§ YOUR OBJECTIVE
Return every one of the following rows word for word, without changing anything.

Extracted data entries:
==*==

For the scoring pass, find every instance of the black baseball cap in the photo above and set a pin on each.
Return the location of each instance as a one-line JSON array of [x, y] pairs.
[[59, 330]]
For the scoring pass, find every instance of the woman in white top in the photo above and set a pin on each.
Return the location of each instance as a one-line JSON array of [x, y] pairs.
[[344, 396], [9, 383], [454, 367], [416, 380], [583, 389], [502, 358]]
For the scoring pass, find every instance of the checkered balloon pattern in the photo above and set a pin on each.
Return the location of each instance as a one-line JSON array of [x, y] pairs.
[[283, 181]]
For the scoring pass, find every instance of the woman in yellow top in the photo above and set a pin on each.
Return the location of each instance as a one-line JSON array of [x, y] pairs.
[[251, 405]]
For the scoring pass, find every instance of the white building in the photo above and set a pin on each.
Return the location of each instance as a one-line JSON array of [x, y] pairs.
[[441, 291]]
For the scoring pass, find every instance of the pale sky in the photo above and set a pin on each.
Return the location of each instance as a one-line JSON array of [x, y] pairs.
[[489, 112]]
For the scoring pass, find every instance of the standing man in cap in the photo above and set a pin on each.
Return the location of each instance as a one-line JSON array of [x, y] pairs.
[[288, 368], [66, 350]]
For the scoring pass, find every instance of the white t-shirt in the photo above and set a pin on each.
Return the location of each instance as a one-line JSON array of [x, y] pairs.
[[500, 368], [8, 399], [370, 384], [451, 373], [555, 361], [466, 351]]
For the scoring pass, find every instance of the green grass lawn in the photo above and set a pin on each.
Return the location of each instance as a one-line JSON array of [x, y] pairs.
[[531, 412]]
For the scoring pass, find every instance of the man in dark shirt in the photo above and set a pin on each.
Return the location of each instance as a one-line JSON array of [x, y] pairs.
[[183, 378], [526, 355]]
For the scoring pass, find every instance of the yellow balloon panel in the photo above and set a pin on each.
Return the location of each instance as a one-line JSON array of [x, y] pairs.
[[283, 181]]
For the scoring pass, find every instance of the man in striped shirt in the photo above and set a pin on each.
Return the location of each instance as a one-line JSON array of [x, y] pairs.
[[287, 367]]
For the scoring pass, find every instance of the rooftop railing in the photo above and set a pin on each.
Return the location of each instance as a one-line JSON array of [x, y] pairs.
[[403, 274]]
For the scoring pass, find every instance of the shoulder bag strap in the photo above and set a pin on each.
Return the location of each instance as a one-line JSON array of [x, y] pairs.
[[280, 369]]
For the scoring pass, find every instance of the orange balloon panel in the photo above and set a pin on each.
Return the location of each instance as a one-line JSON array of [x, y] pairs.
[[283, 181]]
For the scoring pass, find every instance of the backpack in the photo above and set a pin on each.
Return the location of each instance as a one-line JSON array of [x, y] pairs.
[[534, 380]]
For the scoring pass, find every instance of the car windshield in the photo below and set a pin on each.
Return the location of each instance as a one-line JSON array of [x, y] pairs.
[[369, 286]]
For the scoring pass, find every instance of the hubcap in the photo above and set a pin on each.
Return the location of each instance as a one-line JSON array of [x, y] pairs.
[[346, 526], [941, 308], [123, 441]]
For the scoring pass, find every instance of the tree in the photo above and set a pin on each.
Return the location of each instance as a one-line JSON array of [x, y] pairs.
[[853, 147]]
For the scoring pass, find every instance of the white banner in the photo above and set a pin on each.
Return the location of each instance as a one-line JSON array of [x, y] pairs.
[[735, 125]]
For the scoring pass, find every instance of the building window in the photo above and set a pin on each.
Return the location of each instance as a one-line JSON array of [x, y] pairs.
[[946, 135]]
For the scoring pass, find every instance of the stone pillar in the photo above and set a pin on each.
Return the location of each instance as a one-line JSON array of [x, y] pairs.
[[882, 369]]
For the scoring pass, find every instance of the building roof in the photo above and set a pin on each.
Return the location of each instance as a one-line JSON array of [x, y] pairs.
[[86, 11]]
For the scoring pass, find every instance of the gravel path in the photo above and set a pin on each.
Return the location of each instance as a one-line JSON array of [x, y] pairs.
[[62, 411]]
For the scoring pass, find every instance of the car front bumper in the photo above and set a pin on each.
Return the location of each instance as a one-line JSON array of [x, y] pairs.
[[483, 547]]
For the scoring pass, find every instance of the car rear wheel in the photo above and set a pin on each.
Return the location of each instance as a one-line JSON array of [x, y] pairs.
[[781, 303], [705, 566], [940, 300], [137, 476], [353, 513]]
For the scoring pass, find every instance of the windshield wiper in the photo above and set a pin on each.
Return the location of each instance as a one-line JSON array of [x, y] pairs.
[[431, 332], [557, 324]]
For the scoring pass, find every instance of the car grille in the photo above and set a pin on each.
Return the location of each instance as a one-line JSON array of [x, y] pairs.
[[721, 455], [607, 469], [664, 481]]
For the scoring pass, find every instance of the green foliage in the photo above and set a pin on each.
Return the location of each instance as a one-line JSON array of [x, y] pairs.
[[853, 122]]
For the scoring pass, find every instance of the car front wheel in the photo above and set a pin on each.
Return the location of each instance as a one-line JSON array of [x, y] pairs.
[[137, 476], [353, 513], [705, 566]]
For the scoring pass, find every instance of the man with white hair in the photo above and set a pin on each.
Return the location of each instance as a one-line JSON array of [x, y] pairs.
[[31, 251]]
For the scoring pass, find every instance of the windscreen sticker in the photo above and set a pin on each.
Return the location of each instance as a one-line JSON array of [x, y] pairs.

==*==

§ WRITTEN SOLUTION
For the scoring pass, find every instance of the black baseball cap in the photo above and set a pin on each.
Return the location of each instance as a one-line JSON array of [x, y] pairs.
[[59, 330]]
For the scoring pass, find every instance of the woman in white top in the photo above and set a pin on each.
Return the location of each instance as a one-line JSON array of [x, y] pairs.
[[344, 396], [9, 383], [454, 367], [416, 380], [583, 389], [502, 358]]
For the scoring pass, find every instance of the checkered balloon pattern in the photo above and set a pin on each.
Return the location of each instance as a one-line JSON array of [x, y] pairs.
[[283, 181]]
For the scoring pass, find every instance of the woman in yellow top in the photo above and set a pin on each.
Return the location of each instance as a one-line JSON array of [x, y] pairs.
[[251, 405]]
For the scoring pass, find every instance of the white building in the photo above and set a pin on each.
Return the location of each instance as a one-line JSON array of [x, y] pairs.
[[441, 291]]
For the scoring pass, find every instance of the pale sky in the photo above and set a pin on each.
Return the location of each instance as a one-line JSON array of [x, y] pairs.
[[489, 112]]
For the scoring pass, find every instance of the standing man in cap in the photo above and set a pin on each.
Return the location of each instance as a one-line JSON array of [x, y] pairs.
[[288, 368], [66, 350]]
For the scoring pass, find every instance of the white t-shirt in the photo above and set a pin on each.
Return the location of each instance as a one-line JSON array of [x, y] pairs.
[[500, 368], [8, 399], [370, 384], [451, 373], [555, 361], [466, 351]]
For the scoring pass, find every instance of the green grass lawn in the photo above and set a pin on each.
Return the location of each instance as a one-line JSON array of [x, y] pairs.
[[531, 412]]
For the scoring pass, find every instance of the man in dark shirt in the photo above and set a pin on each.
Return the location of each instance as a one-line JSON array of [x, y] pairs.
[[183, 378], [526, 355]]
For the scoring pass, find every instance of the yellow balloon panel in the photo above and set a pin on each.
Return the location of each instance as a one-line JSON array of [x, y] pairs.
[[283, 181]]
For the scoring pass, find every instance of the man in striped shirt in the photo above and set a pin on each.
Return the location of each instance as a one-line JSON array of [x, y] pairs.
[[287, 367]]
For the scoring pass, find every instance of the rooftop railing in the photo above and set a pin on each.
Return the location of each instance as a one-line JSON array of [x, y] pairs.
[[403, 274]]
For the scoring pass, find every instance of the shoulder bag strap in the photo above and set a pin on each.
Return the location of each instance as a one-line JSON array of [x, y] pairs.
[[280, 369]]
For the scoring pass, find every instance of the orange balloon panel in the photo above and set a pin on each.
Return the location of each instance as a one-line JSON array of [x, y] pairs.
[[283, 181]]
For the scoring pass, find every instance of the backpack in the photo above and set a pin on each.
Return the location of each instance as a one-line JSON array of [x, y] pairs.
[[534, 380]]
For the scoring pass, find every instance of the car windshield in the photo below and set a pin on each.
Return the location of each instance as a one-line JSON array of [x, y] pairs.
[[369, 286]]
For the scoring pass, find every instance of the hubcap in the photo above and set a pin on each.
Return the location of each instance as a one-line JSON array of [x, y] pairs.
[[346, 526], [941, 308], [123, 441]]
For the scoring pass, find every instance of the tree in the photo above and set a pin on each.
Return the location of each instance as a one-line JSON array of [x, y] pairs.
[[853, 147]]
For the scoring pass, find every instance of the white banner in the photo above and set a pin on each.
Return the location of each instance as a one-line JSON array of [x, y] pairs.
[[735, 125]]
For the scoring pass, find every instance of the building window in the photo above and set a pin on each.
Return the location of each instance as a one-line JSON array of [x, y] pairs.
[[946, 135]]
For the scoring pass, find every instance of the stone pillar in the photo above and set a pin on each.
Return the location of each instance as a one-line JSON array of [x, y] pairs.
[[882, 369]]
For the scoring pass, find every instance of the building roof in the photo above and set a pin on each.
Return the location of each instance as a one-line JSON array of [x, y] pairs.
[[86, 11]]
For the scoring pass, find every instance of the gravel path in the photo above and set a pin on each.
Return the location of each instance as a one-line JSON array of [x, y] pairs.
[[62, 411]]
For the scoring pass, find every instance of the car front bumper in the photo above and set a pin on each.
Return the location of each instance as a one-line JSON array of [x, y] pairs.
[[483, 547]]
For the scoring pass, find every instance of the car rear wheel in the photo above and set a pin on each.
Return the location of each instance as a one-line JSON array of [x, y] pairs.
[[781, 303], [705, 566], [940, 300], [137, 476], [353, 513]]
For the scoring pass, find every instance of the windshield wiper in the photo above and set a pin on each.
Return the location of each instance as a one-line JSON array of [x, y] pairs.
[[431, 332], [557, 324]]
For the scoring pass, find every instance of the car grille in the photo above and set a pin on each.
Return the location of each instance as a one-line JSON array of [x, y] pairs.
[[721, 455], [607, 469], [664, 481]]
For the scoring pass, find every instance of the green foliage in the photo above and set a pin on each.
Return the location of each instance as a one-line JSON array of [x, y] pairs.
[[853, 122]]
For the scoring pass, find every instance of the car front wheel in the photo above and set a pin on each.
Return the location of each instance as a one-line JSON array of [x, y] pairs.
[[137, 476], [353, 513], [705, 566]]
For the scoring pass, find every instance of the man with white hair in the photo above and set a pin on each.
Return the location of each instance as a one-line JSON array of [x, y] pairs.
[[31, 251]]
For the scoring pass, find every instance of the windscreen sticker in the photo above and set a pin on each.
Return the location of each instance as a one-line JSON array of [x, y] pairs.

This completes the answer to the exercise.